[Source records]

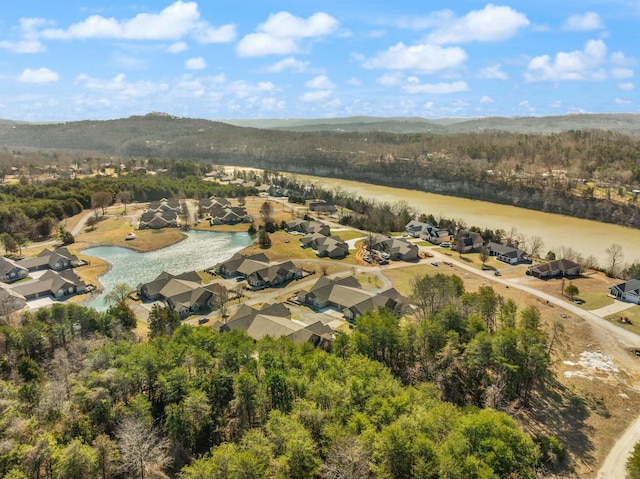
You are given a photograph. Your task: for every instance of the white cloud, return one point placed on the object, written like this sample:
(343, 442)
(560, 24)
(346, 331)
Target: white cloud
(492, 24)
(390, 79)
(23, 46)
(282, 32)
(494, 73)
(583, 23)
(435, 88)
(620, 73)
(118, 84)
(419, 58)
(196, 63)
(41, 75)
(175, 21)
(177, 47)
(577, 65)
(289, 63)
(321, 82)
(316, 95)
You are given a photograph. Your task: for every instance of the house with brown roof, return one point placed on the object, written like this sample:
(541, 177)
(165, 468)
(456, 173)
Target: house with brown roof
(11, 271)
(553, 269)
(274, 320)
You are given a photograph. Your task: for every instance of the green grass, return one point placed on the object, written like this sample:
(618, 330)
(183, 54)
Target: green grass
(594, 300)
(632, 314)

[/Source records]

Task requirements:
Could you copy each line above exactly as written, minus any pictures?

Worked solution:
You are given a photograph. Your task: for every instance of the white cloud, return one point placed on the object, written like this sample:
(343, 442)
(560, 24)
(346, 331)
Target: white cloud
(492, 24)
(390, 79)
(23, 46)
(282, 32)
(494, 73)
(583, 23)
(435, 88)
(620, 73)
(118, 84)
(419, 58)
(196, 63)
(41, 75)
(175, 21)
(177, 47)
(577, 65)
(289, 63)
(321, 82)
(316, 95)
You are given a photograph. Your task: for every instance of the house with brown roof, return one point placed on the object, written like this sample:
(541, 177)
(165, 468)
(456, 173)
Target: house with brown roof
(11, 271)
(553, 269)
(274, 320)
You are given a photograph. Your task: for every instance of the green grass, return one point placed on the object, written like this sample:
(618, 330)
(183, 54)
Target: green grass
(594, 300)
(632, 314)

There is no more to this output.